**Exercise tasks**
[a] List every forum user tagged with @ in the lathe post.
[b] Rewrite the lathe post's paragraph beginning "What led me to the forum" as a short bulleted list that keeps its main facts.
[c] Summarize the lathe post in two sentences.

**Text shown**
━━━━━━━━━━━━━━━━━━━━━━━━━━━━━━
I’ll try my best to respond to everyone. And thanks for your suggestions. 
What led me to the forum was googling info on the power lever on the apron and the switch mentioned by @John Conroy. Ended up finding @PeterT ’s thread on that switch repair. My issue there was much more simple. The set screw that keeps the hex shaft indexed to the switch had backed off. 
I’m the second owner of this lathe, it was in a basement, used for light work and minimal maintenance was done to it. Most of the screws and wires have never been touched since they were installed in early 80s Taiwan. 

@Tom Kitta 
C-16G-AC110​Manufactured by TAIAN​That’s from radwell.ca website. Was cut off in the picture above. 
I’m not really comfortable poking around the panel too much when its energized but I did do as mentioned and manually push the button on the contactor. 
When the machine is in the “locked on” state none of the controls on the front have any effect and the only way to stop the motor is to unplug it. 

I came home from work after posting this and in that 12hrs the contactor released but was “stuck” for the day and a half before. This gave me the chance to try poking at the contactor. 
Basically tried to recreate the problem. 
With the machine plugged in. 
Power switch OFF
emergency stop ON 
Lever switch  OFF
You can push the button on the contactor and run the motor. 
In my welder brain it’s the same scenario. 
Was also able to just try cycling it on and off in both directions and the issue only happened with forward rotation. So now with the forward rotation, when switching to off I was getting a 20-30 second count before it would stop and you could hear the contactor release. 
After talking with @TorontoBuilder who knows a lot more about this stuff than I do. The plan is to pull the contactor and bring it to the local wholesalers. He did however send a link to a replacement off of Amazon for around $25
Thanks again for everyone’s help and suggestions. Hopefully this makes some sense. I’ll update when I pick up a new part.


----------
━━━━━━━━━━━━━━━━━━━━━━━━━━━━━━
**Supplied records**

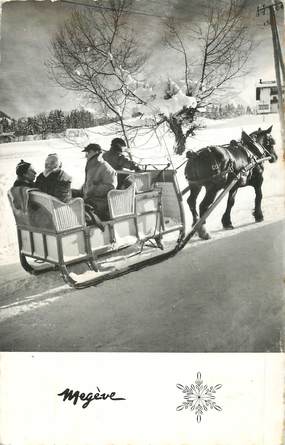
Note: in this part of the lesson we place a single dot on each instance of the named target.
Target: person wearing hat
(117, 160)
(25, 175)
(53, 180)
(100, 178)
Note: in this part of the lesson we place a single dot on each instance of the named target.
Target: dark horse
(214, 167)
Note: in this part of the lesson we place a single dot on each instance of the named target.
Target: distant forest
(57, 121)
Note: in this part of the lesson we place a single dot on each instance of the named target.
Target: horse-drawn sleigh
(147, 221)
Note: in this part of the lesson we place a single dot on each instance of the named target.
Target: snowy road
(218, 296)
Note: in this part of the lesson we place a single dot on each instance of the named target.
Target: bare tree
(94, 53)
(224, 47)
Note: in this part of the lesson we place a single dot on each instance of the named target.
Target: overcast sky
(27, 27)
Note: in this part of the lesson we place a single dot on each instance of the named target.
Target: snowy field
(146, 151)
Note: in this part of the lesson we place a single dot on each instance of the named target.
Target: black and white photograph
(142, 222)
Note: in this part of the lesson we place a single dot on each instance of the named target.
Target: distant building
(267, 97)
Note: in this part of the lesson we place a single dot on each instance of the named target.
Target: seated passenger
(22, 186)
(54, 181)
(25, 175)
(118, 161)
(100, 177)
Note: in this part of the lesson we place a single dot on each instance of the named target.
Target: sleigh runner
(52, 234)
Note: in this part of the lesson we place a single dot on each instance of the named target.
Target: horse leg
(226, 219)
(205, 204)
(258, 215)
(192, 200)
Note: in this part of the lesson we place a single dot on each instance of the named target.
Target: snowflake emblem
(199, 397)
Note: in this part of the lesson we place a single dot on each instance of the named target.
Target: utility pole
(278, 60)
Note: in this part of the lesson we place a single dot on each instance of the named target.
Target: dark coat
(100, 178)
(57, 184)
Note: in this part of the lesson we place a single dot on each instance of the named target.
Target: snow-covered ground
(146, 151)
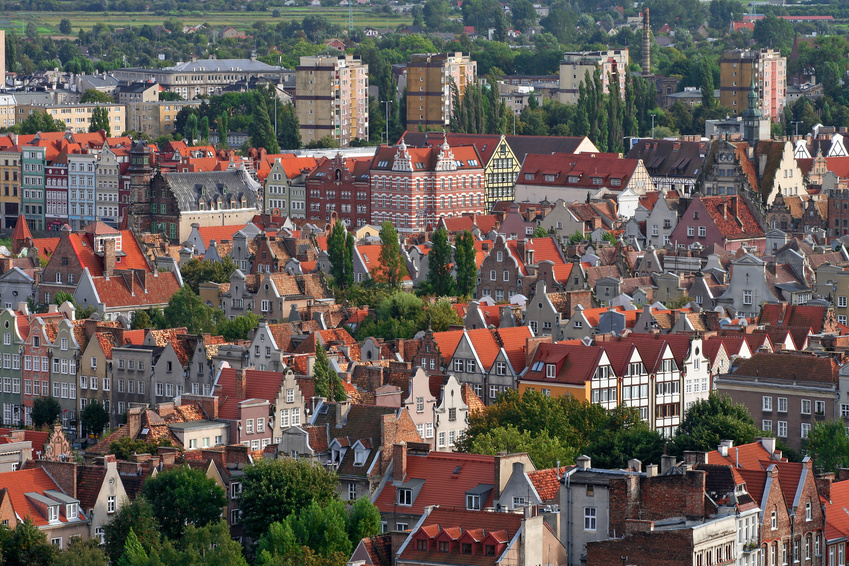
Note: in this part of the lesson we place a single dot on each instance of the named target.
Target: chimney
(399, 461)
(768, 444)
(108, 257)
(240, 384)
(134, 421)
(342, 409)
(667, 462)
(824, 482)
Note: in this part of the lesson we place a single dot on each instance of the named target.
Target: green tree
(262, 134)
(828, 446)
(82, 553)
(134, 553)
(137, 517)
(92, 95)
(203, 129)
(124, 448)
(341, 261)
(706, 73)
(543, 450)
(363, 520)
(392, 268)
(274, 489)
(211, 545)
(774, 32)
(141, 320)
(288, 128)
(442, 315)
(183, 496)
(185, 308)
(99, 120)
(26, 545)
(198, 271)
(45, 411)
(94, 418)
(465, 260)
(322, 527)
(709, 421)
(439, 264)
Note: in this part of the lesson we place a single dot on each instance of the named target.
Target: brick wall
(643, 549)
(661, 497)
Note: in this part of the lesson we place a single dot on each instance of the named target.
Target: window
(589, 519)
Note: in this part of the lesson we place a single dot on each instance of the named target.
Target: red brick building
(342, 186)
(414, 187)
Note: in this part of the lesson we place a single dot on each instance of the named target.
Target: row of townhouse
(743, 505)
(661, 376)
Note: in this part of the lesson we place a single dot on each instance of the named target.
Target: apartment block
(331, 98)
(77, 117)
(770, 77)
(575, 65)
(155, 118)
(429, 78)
━━━━━━━━━━━━━━━━━━━━━━━━━━━━━━
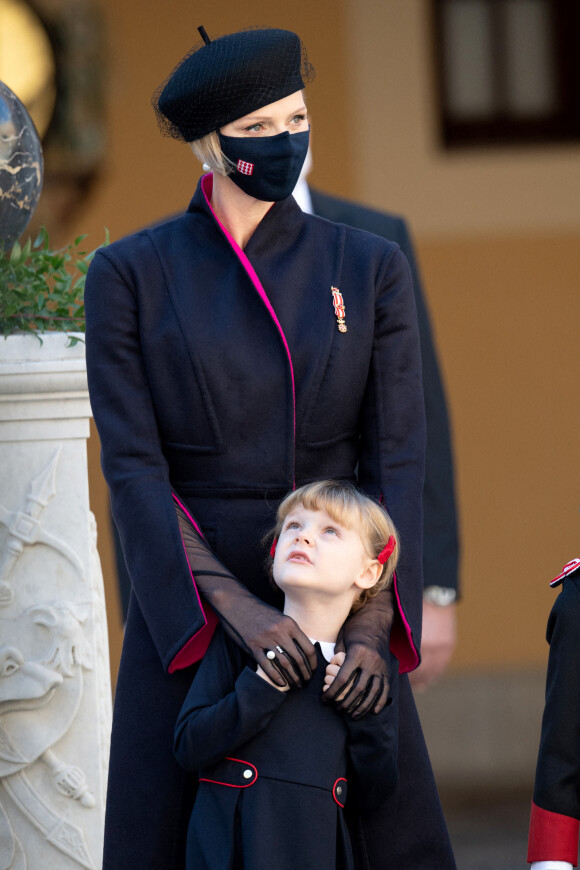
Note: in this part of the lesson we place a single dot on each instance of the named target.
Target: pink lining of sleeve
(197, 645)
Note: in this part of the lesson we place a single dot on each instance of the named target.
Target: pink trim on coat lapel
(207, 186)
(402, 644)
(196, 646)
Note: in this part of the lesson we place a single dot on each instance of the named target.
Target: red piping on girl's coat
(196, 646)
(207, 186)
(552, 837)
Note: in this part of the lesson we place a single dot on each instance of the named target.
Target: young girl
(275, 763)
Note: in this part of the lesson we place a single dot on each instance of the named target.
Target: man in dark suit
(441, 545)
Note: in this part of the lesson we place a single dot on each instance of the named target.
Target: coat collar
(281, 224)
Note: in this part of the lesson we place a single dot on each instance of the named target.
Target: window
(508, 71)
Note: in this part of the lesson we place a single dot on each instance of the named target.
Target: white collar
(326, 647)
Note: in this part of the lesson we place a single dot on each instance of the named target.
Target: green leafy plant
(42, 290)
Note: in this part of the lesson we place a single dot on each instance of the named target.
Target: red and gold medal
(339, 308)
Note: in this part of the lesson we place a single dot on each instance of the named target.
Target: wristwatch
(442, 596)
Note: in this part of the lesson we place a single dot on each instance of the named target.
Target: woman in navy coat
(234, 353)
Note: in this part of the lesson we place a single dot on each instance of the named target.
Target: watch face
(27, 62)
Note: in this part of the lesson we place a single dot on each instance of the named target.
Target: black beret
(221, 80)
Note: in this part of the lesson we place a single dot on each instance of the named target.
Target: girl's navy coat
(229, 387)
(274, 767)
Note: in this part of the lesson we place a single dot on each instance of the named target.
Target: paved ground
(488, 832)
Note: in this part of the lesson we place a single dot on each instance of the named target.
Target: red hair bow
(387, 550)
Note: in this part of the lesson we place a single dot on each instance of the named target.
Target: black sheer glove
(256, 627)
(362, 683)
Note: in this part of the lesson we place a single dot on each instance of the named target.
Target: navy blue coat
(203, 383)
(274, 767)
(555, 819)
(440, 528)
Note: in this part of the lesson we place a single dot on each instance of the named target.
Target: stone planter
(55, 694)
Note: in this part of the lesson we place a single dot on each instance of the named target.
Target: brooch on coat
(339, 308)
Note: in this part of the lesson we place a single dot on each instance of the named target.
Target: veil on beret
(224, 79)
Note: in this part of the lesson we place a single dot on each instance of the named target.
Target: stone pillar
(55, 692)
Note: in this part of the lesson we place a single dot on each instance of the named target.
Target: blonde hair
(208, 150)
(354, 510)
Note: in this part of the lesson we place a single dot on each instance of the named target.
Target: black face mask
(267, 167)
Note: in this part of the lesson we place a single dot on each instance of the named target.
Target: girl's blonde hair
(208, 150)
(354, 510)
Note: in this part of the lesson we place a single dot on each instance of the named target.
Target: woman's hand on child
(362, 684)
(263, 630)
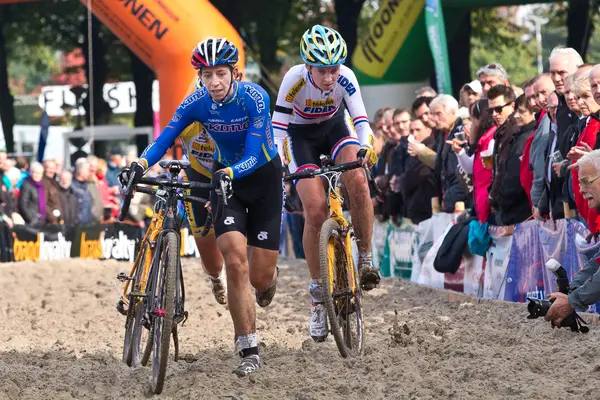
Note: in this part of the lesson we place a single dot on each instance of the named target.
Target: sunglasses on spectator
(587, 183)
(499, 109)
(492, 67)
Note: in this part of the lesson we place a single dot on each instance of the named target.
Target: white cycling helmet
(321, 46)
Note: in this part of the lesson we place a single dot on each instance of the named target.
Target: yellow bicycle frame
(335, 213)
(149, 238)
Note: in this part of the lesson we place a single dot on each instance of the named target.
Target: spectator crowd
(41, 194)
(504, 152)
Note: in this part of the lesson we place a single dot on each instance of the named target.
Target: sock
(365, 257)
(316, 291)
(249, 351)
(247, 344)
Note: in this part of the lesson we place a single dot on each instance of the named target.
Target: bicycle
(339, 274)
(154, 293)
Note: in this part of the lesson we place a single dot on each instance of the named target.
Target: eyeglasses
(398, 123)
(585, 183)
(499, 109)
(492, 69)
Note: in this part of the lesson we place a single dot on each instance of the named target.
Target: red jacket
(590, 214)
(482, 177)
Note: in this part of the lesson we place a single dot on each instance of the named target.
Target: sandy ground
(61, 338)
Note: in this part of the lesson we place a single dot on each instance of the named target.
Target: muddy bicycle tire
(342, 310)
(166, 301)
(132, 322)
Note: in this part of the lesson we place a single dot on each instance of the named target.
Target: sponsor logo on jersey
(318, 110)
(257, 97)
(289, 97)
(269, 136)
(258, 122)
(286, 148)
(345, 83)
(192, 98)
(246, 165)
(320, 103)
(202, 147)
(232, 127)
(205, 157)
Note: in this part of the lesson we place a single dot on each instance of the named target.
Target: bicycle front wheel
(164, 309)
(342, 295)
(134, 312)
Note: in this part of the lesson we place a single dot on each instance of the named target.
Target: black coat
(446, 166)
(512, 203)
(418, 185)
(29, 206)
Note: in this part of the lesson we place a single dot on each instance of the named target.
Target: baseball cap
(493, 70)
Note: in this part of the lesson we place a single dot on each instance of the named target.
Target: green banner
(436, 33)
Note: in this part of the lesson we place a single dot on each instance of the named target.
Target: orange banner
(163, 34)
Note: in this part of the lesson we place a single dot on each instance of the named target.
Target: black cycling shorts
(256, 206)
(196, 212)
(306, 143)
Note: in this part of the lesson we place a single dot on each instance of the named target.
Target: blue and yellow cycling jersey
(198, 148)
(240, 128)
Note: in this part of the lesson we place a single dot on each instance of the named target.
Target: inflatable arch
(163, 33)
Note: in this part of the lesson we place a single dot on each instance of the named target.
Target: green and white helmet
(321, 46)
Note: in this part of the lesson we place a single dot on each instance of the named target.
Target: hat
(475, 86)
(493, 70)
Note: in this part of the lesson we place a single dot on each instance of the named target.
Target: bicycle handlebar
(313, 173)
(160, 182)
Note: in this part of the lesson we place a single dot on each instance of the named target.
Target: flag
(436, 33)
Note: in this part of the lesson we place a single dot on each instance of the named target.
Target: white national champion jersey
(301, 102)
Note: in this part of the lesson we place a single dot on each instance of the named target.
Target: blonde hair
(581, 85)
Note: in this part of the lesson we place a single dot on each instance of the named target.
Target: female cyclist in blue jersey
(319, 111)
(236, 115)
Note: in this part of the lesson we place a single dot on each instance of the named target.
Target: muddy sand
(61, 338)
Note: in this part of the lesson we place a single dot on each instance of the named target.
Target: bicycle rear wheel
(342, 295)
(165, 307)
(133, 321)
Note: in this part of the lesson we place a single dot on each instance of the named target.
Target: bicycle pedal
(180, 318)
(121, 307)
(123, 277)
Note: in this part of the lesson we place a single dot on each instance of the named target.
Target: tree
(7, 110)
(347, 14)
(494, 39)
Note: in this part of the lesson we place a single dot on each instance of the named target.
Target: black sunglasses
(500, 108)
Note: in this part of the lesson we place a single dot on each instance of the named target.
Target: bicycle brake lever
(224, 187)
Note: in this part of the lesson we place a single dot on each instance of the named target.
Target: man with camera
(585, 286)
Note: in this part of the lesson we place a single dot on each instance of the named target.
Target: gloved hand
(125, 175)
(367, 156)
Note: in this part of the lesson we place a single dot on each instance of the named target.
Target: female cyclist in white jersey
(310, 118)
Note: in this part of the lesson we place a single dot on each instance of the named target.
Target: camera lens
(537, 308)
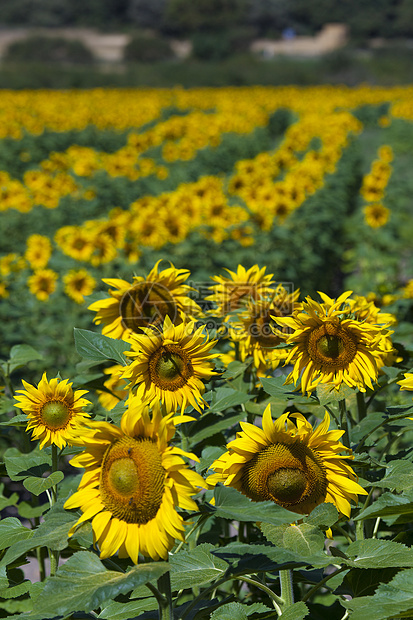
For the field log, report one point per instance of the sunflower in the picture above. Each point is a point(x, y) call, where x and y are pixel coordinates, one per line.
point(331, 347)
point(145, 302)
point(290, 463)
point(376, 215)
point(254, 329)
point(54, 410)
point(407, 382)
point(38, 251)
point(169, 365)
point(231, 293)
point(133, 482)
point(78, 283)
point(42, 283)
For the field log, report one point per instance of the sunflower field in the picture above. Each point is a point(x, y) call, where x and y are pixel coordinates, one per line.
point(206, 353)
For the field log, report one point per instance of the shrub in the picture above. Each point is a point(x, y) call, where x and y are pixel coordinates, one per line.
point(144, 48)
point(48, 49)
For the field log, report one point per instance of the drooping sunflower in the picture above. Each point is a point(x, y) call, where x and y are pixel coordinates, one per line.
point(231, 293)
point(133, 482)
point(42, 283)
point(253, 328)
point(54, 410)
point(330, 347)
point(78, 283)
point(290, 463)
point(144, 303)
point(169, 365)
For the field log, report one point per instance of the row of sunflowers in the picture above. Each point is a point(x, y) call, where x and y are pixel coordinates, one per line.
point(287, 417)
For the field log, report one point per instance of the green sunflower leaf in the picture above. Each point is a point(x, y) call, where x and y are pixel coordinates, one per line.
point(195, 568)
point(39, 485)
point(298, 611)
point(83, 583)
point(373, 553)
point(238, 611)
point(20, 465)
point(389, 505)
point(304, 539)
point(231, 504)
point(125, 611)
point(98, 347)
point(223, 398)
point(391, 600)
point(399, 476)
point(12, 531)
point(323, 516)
━━━━━━━━━━━━━━━━━━━━━━━━━━━━━━
**Solutions to the problems**
[a]
- John Conroy
- PeterT
- Tom Kitta
- TorontoBuilder

[b]
- Searched online for information on the apron power lever and the switch mentioned by @John Conroy.
- Found @PeterT's thread on repairing that switch.
- The poster's own problem with that switch was much simpler: the set screw that keeps the hex shaft indexed to the switch had backed off.

[c] The lathe's contactor became stuck in a "locked on" state in which the front controls had no effect and unplugging was the only way to stop the motor. Testing showed the problem only with forward rotation, so after talking with @TorontoBuilder, the plan is to pull the contactor and take it to the local wholesalers.